** START OF GIVEN ENTRIES **
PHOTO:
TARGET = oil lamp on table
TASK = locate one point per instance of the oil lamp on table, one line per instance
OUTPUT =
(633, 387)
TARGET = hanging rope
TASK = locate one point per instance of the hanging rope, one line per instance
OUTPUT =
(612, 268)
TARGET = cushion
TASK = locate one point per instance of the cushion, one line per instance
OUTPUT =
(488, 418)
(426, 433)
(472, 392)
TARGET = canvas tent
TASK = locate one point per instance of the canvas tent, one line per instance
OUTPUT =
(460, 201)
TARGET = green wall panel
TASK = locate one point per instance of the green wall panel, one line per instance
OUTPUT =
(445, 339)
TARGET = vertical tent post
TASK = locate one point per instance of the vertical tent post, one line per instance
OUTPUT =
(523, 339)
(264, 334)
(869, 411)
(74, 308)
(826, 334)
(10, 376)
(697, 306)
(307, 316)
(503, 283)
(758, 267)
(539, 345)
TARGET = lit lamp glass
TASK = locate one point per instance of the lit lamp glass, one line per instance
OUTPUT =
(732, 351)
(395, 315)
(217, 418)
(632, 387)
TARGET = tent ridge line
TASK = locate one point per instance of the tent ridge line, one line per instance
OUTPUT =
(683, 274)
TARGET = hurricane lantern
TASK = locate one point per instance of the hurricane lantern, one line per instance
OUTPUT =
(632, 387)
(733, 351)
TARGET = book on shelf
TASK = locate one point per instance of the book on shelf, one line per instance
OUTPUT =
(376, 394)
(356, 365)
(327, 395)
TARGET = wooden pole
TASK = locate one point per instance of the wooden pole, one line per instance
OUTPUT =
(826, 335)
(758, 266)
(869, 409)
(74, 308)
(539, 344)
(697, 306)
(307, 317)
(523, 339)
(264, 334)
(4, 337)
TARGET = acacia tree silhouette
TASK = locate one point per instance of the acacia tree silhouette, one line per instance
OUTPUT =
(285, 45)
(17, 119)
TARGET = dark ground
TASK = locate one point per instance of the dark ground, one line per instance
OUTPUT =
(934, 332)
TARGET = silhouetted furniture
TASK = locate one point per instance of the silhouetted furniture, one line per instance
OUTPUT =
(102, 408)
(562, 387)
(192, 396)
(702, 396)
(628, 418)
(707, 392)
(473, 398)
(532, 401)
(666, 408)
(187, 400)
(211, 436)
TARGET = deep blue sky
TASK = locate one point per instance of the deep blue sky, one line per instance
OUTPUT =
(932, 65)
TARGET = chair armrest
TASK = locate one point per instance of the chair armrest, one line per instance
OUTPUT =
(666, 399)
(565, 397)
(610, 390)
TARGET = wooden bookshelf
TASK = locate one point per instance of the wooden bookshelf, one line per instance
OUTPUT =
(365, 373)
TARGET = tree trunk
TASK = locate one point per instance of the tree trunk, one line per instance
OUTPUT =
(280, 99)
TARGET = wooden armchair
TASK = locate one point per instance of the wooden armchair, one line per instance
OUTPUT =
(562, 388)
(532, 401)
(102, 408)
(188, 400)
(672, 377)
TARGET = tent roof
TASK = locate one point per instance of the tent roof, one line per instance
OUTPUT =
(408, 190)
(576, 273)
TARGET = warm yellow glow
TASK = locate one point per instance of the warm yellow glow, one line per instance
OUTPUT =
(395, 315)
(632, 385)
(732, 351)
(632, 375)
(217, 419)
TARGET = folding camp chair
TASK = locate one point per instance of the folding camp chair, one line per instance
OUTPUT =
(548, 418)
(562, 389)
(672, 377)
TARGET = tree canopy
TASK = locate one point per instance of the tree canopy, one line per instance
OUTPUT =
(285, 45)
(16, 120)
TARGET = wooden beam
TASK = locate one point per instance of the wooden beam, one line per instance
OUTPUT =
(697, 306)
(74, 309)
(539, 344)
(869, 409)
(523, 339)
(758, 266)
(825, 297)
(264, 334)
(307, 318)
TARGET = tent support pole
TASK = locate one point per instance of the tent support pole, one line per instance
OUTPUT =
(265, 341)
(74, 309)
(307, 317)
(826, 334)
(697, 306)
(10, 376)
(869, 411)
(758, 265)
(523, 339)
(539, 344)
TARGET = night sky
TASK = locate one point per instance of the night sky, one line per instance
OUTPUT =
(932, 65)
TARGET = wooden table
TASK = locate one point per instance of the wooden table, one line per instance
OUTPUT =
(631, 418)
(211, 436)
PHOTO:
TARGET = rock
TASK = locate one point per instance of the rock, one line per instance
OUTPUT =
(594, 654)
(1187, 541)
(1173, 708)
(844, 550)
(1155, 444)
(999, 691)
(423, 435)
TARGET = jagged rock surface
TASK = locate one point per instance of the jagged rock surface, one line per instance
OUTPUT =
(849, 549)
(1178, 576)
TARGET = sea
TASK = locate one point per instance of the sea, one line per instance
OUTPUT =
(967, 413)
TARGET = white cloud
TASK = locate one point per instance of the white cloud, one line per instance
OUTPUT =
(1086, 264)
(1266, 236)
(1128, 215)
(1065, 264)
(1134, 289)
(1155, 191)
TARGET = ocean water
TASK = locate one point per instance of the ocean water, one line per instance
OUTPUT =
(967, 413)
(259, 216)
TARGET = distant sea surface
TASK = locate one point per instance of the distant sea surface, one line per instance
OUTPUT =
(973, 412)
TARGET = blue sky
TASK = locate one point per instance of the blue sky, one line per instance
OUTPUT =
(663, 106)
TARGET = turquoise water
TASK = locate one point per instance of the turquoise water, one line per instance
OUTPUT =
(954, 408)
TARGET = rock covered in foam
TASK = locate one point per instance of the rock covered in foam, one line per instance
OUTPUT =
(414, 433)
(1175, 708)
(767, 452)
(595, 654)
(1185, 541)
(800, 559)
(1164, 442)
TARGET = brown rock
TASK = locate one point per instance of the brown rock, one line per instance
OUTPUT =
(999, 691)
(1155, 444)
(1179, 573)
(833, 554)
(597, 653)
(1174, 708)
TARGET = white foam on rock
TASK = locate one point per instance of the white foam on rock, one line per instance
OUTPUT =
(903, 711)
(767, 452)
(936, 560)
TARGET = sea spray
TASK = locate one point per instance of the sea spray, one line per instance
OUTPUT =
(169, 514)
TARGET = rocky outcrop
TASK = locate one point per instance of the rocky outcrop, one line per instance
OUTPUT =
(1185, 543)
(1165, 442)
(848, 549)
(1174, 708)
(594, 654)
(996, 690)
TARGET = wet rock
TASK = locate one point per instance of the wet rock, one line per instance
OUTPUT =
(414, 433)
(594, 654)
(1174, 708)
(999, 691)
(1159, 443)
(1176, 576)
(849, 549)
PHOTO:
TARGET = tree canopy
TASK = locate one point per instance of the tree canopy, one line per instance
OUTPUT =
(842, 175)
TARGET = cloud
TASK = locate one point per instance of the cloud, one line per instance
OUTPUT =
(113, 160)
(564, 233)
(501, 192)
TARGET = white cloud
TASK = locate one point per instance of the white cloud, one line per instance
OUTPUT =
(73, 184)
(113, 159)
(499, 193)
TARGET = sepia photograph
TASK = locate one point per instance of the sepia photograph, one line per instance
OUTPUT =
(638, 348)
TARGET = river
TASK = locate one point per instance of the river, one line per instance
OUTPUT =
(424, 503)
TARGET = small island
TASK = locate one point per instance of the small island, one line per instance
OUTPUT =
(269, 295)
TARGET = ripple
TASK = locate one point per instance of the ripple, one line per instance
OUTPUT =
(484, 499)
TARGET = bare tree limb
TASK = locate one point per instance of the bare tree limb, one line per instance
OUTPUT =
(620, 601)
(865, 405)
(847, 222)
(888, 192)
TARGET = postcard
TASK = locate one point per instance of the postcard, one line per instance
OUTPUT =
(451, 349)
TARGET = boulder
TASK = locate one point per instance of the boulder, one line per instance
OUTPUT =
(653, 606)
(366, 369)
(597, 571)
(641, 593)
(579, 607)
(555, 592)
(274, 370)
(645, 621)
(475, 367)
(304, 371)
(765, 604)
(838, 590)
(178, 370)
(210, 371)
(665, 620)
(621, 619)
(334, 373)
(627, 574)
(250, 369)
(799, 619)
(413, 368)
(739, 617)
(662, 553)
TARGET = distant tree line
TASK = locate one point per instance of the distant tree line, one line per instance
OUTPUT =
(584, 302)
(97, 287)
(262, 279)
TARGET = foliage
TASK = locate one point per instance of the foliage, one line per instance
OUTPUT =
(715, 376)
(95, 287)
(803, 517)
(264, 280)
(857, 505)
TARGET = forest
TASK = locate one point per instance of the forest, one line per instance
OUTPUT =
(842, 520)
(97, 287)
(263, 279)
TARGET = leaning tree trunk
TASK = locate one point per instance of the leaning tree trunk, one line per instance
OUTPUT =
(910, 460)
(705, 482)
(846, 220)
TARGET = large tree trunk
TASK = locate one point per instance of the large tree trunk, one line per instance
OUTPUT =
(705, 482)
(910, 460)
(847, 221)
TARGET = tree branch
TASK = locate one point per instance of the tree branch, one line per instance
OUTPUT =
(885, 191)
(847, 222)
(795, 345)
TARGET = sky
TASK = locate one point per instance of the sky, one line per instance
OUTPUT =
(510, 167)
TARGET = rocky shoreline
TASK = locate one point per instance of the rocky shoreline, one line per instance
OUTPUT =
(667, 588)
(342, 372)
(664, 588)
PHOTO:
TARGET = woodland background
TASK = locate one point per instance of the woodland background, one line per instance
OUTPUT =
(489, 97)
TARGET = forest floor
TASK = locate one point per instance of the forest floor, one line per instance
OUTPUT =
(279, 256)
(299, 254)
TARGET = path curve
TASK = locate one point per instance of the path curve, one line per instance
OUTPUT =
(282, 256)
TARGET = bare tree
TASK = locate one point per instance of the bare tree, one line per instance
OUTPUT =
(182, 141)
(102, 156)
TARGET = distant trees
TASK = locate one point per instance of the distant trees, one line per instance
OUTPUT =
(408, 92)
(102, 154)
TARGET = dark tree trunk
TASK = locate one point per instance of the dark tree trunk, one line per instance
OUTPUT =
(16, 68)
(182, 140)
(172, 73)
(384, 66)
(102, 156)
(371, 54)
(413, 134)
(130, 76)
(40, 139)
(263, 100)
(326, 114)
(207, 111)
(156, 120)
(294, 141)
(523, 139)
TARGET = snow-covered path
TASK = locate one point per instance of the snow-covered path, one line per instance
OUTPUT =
** END OF GIVEN ENTRIES **
EXERCISE ▸ Copy out exactly the lines between the line with "TARGET = path curve" and the last line of the entries, counting both of those lines.

WRITTEN ANSWER ▸
TARGET = path curve
TASK = locate one point per instance of the path curve, one line per instance
OUTPUT =
(282, 256)
TARGET = bare tree
TASK = locate one point per instance of the bare tree, one line per instance
OUTPUT =
(182, 141)
(102, 156)
TARGET = distant trees
TASK = locate one point per instance of the distant trees, one line per instance
OUTPUT =
(408, 92)
(102, 154)
TARGET = dark tree trunk
TASK = locate one point per instance of the dark tree trunk, one line per instance
OUTPUT =
(16, 68)
(182, 140)
(172, 73)
(384, 66)
(102, 156)
(371, 54)
(413, 134)
(130, 76)
(40, 139)
(263, 100)
(326, 114)
(207, 111)
(156, 120)
(294, 141)
(523, 139)
TARGET = snow-covered path
TASK = locate one point per instance of the snow-covered path, one line per instance
OUTPUT =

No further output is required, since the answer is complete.